■ 依頼文 1 ■
行のなかから、文字列「brick」を含むものをすべて集めて書き出す。

■ 原文抜粋 ■
= = = =
ボルボ クロスカントリー のみんなの質問
lin********さん
2015.6.28 02:02
オンロード性能という表現が妥当か分かりませんが、電子制御の前後輪への自在なトルク配分+左右へのトルク配分(ベクタリング)によって、AWDのオンロード性能はとても高いレベルにあるのではないかと考えるようになりました。FF、FR単体のオンロードドライビングよりも安定してトルクを路面に伝えることが可能で、低μの路面においても安定性が比較的高く、かつ高い旋回能力を持っているように思います。
浅薄ながら、FFレイアウトのAWDで電子制御のトルク配分をしている有名どころはAudiを思いつきましたが、現在のAudiのクワトロシステムは、ハルデックスをベースにAudiなりの配分条件を設定されたフルタイムAWDと考えてよいのでしょうか?また、FRレイアウトで旋回時にアクティブなトルクベクタリングを行うAWDは今のところBMWのXシリーズくらいでしょうか?
= = = =
■ 依頼文 2 ■
原文抜粋で、FFレイアウトのAWDで電子制御のトルク配分をしている有名どころとして挙げられているメーカーはどこか。
= = = =
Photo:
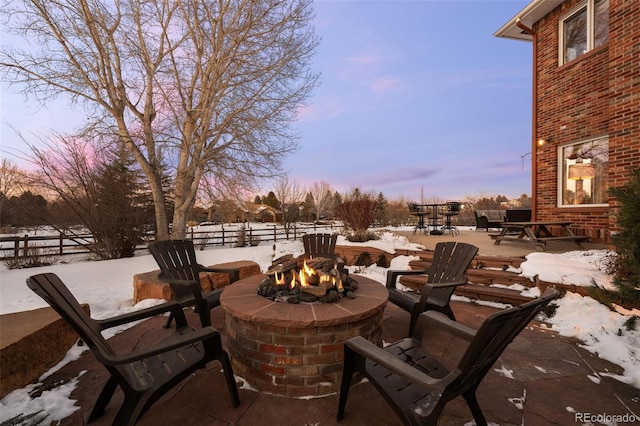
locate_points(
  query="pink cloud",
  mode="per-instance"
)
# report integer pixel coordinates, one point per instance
(384, 84)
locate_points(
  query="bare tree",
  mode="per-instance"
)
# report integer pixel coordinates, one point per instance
(197, 87)
(322, 198)
(12, 179)
(100, 189)
(291, 194)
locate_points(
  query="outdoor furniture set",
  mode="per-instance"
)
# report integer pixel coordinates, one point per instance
(434, 214)
(486, 219)
(407, 375)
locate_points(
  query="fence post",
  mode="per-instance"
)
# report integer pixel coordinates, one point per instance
(25, 247)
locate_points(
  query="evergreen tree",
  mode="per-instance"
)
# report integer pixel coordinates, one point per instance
(628, 239)
(271, 200)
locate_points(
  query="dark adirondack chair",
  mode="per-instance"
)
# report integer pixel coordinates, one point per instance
(446, 272)
(180, 269)
(322, 245)
(418, 386)
(144, 375)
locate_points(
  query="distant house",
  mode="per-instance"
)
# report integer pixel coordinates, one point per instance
(260, 213)
(586, 106)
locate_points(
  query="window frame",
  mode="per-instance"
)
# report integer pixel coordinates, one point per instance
(561, 174)
(590, 7)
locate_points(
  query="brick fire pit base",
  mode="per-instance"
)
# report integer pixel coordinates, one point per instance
(296, 350)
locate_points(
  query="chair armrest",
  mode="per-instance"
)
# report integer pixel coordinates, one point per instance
(370, 351)
(234, 273)
(392, 276)
(436, 320)
(181, 337)
(171, 306)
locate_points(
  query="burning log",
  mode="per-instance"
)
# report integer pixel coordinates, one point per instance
(313, 280)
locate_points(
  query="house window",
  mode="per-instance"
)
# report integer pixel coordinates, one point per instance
(584, 176)
(584, 29)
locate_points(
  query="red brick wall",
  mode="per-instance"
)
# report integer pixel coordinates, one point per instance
(596, 94)
(624, 107)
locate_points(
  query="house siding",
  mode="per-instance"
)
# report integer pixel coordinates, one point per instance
(594, 95)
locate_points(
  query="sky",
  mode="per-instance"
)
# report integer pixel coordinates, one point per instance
(417, 100)
(110, 293)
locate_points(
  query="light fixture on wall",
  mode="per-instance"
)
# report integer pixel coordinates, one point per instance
(581, 171)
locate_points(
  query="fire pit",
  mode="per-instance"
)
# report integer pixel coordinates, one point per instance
(295, 350)
(307, 280)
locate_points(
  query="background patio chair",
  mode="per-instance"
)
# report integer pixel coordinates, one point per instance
(322, 245)
(144, 375)
(418, 386)
(446, 272)
(180, 269)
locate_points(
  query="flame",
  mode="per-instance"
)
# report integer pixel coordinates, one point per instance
(307, 269)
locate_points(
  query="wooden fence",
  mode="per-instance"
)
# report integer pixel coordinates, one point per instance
(231, 236)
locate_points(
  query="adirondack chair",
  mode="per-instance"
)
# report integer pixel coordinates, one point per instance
(418, 386)
(180, 269)
(144, 375)
(446, 272)
(322, 245)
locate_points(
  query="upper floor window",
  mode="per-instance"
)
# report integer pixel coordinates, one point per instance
(584, 173)
(583, 29)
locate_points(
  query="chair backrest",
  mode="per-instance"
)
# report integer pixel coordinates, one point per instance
(518, 215)
(495, 334)
(320, 245)
(50, 288)
(453, 207)
(450, 261)
(449, 264)
(176, 258)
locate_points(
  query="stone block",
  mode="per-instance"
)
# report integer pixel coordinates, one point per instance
(31, 343)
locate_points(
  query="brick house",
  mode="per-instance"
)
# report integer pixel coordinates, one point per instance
(586, 106)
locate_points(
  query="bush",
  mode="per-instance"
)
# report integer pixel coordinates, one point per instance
(357, 213)
(33, 258)
(627, 241)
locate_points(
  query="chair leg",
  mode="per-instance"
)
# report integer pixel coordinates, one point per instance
(349, 368)
(132, 408)
(103, 399)
(168, 324)
(229, 377)
(470, 397)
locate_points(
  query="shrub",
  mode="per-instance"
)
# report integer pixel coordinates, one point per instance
(357, 213)
(627, 241)
(33, 258)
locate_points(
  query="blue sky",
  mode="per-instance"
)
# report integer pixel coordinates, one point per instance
(416, 97)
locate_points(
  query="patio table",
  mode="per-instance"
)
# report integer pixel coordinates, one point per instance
(537, 233)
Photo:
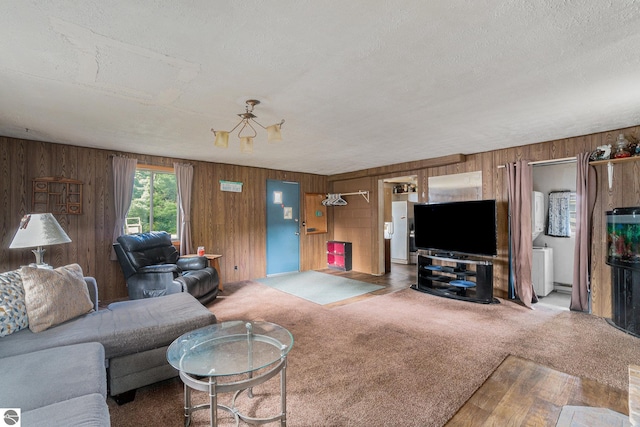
= = = =
■ 結果 1 ■
  query="brick fire pit base",
  query="red brick wall",
  query="brick house",

■ 結果 2 ■
Audi